EXERCISE INSTRUCTIONS>
1/ Copy the part of the memorial piece on Russell Troutman that begins at the words "His column went" and stops after "happened that year.".
2/ Using the memorial piece on Russell Troutman, state whether each statement agrees with it, answering yes or no and quoting the words that decide it: (a) Troutman died at age 81 from Alzheimer's disease. (b) Troutman was in favor of lawyer advertising. (c) Troutman opposed adding nonlawyers to circuit disciplinary committees.

SELECTED EXCERPT>
··········

In Memoriam: Russell Troutman, Bar President 1977-1978
Russell Troutman died in May at the age of 81 from Alzheimer’s disease. His year as president of The Florida Bar was marked by bellwether change for the legal profession, and his last Florida Bar Journal President’s Page in May 1978 began with “advertising, discipline, and specialization,” three of the pivotal issues that surfaced during his presidency.
Bates and O’Steen v. State Bar of Arizona was a 1977 decision of the U.S. Supreme Court, in which it upheld the right of lawyers to advertise their services. Russell said that “more blood was spilled over this issue than any other” as the Board of Governors adopted, amended, and rescinded guidelines during five consecutive meetings. He was skeptical of attorney advertising and felt it was “highly doubtful that lawyer advertising will work to the benefit of the consumer” and will be “a monster to regulate.” Some would agree with his prediction.
Lawyer discipline was thoroughly overhauled during his presidency with long debate over confidentiality and immunity. Russell wanted the public to be assured the Bar was aggressive in its disciplinary program but at the same time “protect the valuable reputation of the lawyers who are eventually acquitted.” He supported the addition of nonlawyers to circuit disciplinary committees. “With lay people in the system, public confidence will be enhanced….My investigation [into other states’ inclusion of nonlawyers in the disciplinary process] reveals you have little to fear; but to the contrary, have every reason to believe the accused lawyer will not be prejudiced in receiving a fair hearing, but public confidence will be strengthened, and the image of the Florida lawyer improved.”
“Specialization,” as it was called in 1978, was a program he believed a “positive step forward” for Florida’s attorneys. During his year, tax and trial certification plans were approved.
His column went on to mention the Florida Supreme Court’s approval of the Bar’s petition for the deposit of lawyer trust funds in interest-bearing accounts. “There is little doubt it will create a fresh source of revenue that will enable us to serve the public needs like never before.” The program was a first in the nation, and Russell said it was one of the “exciting things” that happened that year.

··········

DATA EXTRACT>
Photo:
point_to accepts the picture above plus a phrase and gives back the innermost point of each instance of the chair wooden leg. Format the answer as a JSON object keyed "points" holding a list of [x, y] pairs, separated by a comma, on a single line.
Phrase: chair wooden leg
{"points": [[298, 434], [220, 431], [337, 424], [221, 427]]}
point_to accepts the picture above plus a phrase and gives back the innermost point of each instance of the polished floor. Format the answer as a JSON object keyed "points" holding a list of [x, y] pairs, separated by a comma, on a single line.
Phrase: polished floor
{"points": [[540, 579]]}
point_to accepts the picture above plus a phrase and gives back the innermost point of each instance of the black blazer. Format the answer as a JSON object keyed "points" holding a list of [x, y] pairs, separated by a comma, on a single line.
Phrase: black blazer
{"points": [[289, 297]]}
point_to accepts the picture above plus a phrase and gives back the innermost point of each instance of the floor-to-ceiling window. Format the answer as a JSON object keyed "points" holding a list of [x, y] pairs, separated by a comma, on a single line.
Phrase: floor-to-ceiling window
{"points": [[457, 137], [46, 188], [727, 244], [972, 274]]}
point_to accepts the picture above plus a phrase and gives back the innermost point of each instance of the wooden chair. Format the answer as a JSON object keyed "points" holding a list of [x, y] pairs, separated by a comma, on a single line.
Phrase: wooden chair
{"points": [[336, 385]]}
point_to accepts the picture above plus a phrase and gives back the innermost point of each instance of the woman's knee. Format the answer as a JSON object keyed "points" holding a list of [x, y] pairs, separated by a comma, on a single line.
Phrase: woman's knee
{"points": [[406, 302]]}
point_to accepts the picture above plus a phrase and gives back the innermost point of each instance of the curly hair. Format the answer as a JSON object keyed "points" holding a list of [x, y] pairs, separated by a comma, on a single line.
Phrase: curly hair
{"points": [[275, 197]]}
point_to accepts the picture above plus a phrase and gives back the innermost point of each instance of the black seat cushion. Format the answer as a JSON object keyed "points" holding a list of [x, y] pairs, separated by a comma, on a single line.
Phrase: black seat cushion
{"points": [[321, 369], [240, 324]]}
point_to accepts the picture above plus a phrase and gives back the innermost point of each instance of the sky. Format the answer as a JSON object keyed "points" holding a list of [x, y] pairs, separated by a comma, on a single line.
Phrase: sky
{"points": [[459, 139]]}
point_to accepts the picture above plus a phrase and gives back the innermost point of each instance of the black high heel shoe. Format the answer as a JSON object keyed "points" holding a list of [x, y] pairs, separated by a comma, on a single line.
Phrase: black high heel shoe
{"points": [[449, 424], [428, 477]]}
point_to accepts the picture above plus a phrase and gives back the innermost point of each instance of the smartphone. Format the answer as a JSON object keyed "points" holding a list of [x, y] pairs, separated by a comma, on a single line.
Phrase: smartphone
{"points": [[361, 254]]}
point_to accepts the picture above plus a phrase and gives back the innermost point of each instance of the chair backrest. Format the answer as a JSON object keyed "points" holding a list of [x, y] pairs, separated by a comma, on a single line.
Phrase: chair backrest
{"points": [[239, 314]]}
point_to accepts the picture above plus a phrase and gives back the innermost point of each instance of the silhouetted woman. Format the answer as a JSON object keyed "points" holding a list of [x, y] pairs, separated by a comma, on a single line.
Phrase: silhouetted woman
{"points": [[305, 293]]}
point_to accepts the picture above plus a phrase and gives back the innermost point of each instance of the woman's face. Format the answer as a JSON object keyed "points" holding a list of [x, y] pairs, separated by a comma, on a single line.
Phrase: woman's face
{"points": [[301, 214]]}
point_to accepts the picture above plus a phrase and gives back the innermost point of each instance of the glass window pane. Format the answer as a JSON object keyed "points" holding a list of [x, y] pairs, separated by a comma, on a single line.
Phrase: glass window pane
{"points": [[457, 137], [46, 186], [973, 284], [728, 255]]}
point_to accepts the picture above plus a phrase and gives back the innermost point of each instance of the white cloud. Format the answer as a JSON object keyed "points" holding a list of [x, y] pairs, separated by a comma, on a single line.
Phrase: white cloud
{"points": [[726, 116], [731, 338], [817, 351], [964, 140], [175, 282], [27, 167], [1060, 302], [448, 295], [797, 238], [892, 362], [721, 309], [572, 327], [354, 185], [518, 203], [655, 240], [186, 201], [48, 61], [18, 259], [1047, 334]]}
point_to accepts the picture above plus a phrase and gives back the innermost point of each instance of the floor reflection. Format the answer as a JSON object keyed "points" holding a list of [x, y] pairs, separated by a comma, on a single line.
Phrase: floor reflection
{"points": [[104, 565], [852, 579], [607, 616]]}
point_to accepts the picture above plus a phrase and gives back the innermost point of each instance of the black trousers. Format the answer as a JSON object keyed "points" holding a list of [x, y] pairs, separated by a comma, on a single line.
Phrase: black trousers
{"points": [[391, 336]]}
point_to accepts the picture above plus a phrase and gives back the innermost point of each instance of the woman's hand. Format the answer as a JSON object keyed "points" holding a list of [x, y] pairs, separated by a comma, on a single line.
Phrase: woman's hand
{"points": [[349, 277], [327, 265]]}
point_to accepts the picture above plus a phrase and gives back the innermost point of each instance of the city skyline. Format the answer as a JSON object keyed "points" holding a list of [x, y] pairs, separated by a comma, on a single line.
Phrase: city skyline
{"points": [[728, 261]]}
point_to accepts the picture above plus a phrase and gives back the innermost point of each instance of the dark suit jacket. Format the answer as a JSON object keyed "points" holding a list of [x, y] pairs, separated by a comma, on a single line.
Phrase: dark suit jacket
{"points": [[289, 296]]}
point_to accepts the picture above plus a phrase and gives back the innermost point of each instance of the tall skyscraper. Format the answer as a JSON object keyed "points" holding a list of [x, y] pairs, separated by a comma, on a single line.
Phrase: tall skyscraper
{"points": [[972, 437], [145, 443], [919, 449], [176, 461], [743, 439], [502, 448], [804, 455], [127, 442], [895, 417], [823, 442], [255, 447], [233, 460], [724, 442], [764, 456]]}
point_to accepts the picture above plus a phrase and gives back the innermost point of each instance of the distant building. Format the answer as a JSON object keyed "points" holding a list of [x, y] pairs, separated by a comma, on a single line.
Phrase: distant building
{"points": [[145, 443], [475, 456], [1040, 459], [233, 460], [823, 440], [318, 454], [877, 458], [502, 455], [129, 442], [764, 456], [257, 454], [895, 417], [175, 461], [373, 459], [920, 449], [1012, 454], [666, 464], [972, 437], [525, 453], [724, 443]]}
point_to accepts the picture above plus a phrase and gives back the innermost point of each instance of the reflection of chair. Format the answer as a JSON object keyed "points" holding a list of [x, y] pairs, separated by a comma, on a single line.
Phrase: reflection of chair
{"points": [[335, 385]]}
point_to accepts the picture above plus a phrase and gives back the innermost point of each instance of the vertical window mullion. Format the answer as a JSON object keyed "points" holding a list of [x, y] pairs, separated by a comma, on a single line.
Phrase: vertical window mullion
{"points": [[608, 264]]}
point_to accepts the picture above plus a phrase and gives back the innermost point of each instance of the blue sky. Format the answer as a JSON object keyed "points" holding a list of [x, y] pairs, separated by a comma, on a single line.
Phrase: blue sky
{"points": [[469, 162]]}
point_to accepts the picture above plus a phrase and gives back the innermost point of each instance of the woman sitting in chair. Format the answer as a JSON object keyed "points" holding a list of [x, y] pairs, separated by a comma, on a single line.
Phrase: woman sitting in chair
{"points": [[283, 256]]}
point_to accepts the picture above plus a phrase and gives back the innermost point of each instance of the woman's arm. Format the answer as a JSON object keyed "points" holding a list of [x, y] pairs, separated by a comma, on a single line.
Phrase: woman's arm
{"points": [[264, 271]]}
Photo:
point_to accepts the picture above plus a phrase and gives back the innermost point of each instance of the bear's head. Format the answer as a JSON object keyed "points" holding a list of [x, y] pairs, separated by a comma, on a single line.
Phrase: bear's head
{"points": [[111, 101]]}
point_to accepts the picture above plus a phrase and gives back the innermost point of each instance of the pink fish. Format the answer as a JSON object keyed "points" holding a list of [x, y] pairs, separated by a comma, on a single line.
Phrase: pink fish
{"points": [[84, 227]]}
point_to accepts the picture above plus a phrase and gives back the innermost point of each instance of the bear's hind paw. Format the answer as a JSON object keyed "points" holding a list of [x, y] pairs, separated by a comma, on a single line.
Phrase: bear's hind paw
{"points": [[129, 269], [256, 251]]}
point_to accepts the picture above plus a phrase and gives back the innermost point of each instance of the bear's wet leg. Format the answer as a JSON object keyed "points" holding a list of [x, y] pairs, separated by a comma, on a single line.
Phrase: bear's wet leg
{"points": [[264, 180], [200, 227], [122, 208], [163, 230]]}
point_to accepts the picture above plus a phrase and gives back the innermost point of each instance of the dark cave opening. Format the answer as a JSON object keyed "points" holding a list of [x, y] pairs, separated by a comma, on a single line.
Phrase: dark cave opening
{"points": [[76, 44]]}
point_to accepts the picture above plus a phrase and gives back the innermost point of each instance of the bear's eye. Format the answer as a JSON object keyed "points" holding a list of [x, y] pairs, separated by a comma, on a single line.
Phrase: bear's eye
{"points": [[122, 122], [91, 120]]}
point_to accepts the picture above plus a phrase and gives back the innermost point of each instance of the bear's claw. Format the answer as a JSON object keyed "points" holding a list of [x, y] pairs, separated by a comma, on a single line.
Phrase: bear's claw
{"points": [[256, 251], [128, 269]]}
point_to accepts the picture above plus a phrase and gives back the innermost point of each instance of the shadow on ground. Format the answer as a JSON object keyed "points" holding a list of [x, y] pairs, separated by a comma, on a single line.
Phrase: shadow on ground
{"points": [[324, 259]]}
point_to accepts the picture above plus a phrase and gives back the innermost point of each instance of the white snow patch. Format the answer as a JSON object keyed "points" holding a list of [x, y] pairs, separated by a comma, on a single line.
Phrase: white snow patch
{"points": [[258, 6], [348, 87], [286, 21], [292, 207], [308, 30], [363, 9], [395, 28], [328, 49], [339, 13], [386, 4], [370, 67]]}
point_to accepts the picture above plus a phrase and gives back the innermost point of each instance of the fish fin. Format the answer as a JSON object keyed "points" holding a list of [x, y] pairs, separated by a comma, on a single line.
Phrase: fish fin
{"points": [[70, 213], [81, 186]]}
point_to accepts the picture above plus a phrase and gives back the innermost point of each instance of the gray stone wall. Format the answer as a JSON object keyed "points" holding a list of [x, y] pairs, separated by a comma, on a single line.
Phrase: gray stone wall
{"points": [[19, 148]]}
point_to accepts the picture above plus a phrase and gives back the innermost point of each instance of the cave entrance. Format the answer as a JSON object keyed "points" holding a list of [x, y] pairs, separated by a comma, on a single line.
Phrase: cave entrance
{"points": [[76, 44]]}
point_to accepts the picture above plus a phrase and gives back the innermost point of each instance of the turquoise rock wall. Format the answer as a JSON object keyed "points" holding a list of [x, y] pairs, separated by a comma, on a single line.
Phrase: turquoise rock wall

··········

LIST OF SOLUTIONS>
1/
His column went on to mention the Florida Supreme Court’s approval of the Bar’s petition for the deposit of lawyer trust funds in interest-bearing accounts. “There is little doubt it will create a fresh source of revenue that will enable us to serve the public needs like never before.” The program was a first in the nation, and Russell said it was one of the “exciting things” that happened that year.

2/
(a) Yes: "Russell Troutman died in May at the age of 81 from Alzheimer’s disease."
(b) No: "He was skeptical of attorney advertising."
(c) No: "He supported the addition of nonlawyers to circuit disciplinary committees."